## SOURCE DOCUMENT:
>> START

Fair Access Commissioner addresses the Universities and Colleges Admissions Service

The Commissioner for Fair Access speaks to the Universities and Colleges Admissions Service (UCAS) Scottish standing committee.


Thank you very much for inviting me to speak to you today – although I am sure I have much more to learn from you than you have to learn from me. I have only been Commissioner for Fair Access since January, and it is also a new – and untested – role. So I am still finding my feet and how I can be most effective and most help (and I am aware there are lots of stakeholders, often with different and maybe even conflicting interests). Appointing Commissioners is a growth industry – here in Scotland, across the UK and the world. In the media they are always called tsars (which, if that label suggests absolute power, gives a very misleading impression in my case...). One day someone will come up with explanations for this 21st-century growth industry – I suspect it has something to do with the importance of media impact (or even spin), something to do with the outsourcing of activities that would once have been the responsibility of the traditional civil service, something to do with the pervasive performance and delivery agendas. Anyway I feel a bit like a guinea pig.

>> END

## DIRECTION 1:
In the fair access speech, since when has the speaker held the post of Commissioner for Fair Access?
## DIRECTION 2:
Write the next part of the fair access speech, picking up after its final sentence.
The lines further down come from an unrelated source.

## DATASET EXCERPT:
>> START

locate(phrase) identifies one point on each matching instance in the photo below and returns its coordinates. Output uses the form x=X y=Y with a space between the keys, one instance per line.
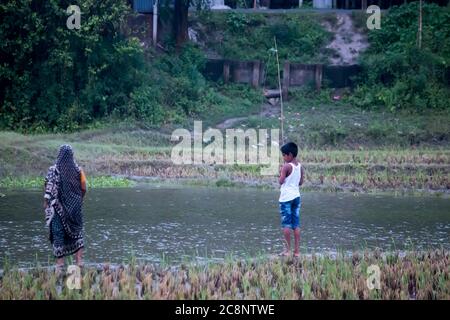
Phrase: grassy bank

>> END

## EXERCISE OUTPUT 1:
Since January.

## EXERCISE OUTPUT 2:
Today I thought the most useful thing I could do is to talk about three things. First, just a few words about how I have approached my new role so far; secondly, to spend a bit of time on the 'big issues' – some of which, of course, are very political, like 'free' higher education and the dangers of displacement; thirdly and finally, to focus on more specific issues such as the uses (and abuses) of targets, contextualised admissions (and access thresholds), articulation and access, outreach activities and bridging programmes, and targets.

The role of Commissioner, as I have said, is a strange one. I have no regulatory powers – thank goodness. My only formal responsibility is to produce an annual report – addressed mainly to the Scottish Government which appointed me, but also to the Funding Council and universities, colleges and schools and, indeed, national agencies (including, of course, the Universities and Colleges Admissions Service, UCAS). Fair access is very much a multi-agency issue. Of course, the appointment of a Commissioner was recommended in last year's final report of the Commission on Widening Access – with the intention of reviewing progress against the targets it had set (and adopted by the Government) but also, I suspect, of continuing to agitate for the wider cause of fair access. So, in part, I see my role as that of a reasonably well-informed and reasonably responsible agitator.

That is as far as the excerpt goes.